◆ **What you need to do**: Reproduce all the entries exactly.

• • • •

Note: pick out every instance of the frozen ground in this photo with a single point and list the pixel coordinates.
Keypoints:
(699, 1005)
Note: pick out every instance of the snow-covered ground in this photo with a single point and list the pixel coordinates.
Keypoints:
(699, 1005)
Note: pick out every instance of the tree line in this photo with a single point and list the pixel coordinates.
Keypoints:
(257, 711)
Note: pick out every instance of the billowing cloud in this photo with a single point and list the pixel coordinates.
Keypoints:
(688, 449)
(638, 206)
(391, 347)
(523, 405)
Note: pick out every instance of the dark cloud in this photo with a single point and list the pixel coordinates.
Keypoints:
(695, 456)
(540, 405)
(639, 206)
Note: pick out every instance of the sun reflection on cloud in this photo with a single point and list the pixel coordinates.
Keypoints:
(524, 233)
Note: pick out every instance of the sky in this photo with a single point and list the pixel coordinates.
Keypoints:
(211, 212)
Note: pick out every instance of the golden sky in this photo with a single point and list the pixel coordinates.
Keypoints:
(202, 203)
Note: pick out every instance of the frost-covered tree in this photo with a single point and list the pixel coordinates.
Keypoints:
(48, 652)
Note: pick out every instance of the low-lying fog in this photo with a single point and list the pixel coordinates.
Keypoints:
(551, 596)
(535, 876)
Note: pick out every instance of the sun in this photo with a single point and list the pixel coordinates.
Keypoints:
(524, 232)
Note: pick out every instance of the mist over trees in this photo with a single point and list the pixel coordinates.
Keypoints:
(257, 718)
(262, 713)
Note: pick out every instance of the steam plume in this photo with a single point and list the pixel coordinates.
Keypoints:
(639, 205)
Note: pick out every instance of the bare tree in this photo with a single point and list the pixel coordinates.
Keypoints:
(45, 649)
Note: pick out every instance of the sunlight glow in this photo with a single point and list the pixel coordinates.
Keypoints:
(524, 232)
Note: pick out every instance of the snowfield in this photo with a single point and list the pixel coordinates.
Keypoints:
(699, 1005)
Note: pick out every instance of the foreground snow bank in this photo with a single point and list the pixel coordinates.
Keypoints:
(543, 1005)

• • • •

◆ **Expected answer**:
Note: pick out every instance of the frozen ground in this photo with a single point and list the pixel coordinates.
Keypoints:
(699, 1005)
Note: pick out every instance of the snow-covered ground in this photo with a single point and list the pixel coordinates.
Keypoints:
(699, 1005)
Note: pick out every instance of the tree line in this photo with a single point and list the pixel coordinates.
Keypoints:
(257, 711)
Note: pick out every instance of the billowing cloud in this photo with a single point and list the pixel coordinates.
Keypoints:
(688, 449)
(638, 206)
(391, 347)
(523, 405)
Note: pick out every instance of the dark cloud in this photo with a single point and list the pixel coordinates.
Keypoints:
(695, 456)
(540, 405)
(639, 206)
Note: pick out every instance of the sun reflection on cloud in this photo with a single point and list the pixel coordinates.
Keypoints:
(524, 233)
Note: pick out every instance of the sky in this photo with a single point and list the pixel coordinates.
Keypoints:
(211, 212)
Note: pick out every instance of the golden sky in this photo with a single point and list the pixel coordinates.
Keypoints:
(202, 203)
Note: pick out every instance of the frost-covered tree in this photo with a single point and list the pixel coordinates.
Keypoints:
(48, 652)
Note: pick out every instance of the low-lying fog in this photo with a single point and list the pixel coordinates.
Keypoints:
(551, 596)
(535, 876)
Note: pick out every instance of the sun in this photo with a single point and list the pixel coordinates.
Keypoints:
(524, 232)
Note: pick out every instance of the mist over trees in this photo with a single point and list the pixel coordinates.
Keypoints:
(257, 718)
(262, 713)
Note: pick out every instance of the steam plume in this photo with a single point and list the pixel coordinates.
Keypoints:
(639, 205)
Note: pick out every instance of the bare tree in this photo with a single point and list the pixel coordinates.
Keypoints:
(45, 649)
Note: pick out every instance of the sunlight glow in this photo with a single point and list the pixel coordinates.
Keypoints:
(524, 232)
Note: pick out every instance of the snowfield in this photo with a single point and list the pixel coordinates.
Keypoints:
(699, 1005)
Note: pick out every instance of the foreground snow bank in this photo with a single point and list the pixel coordinates.
Keypoints:
(543, 1005)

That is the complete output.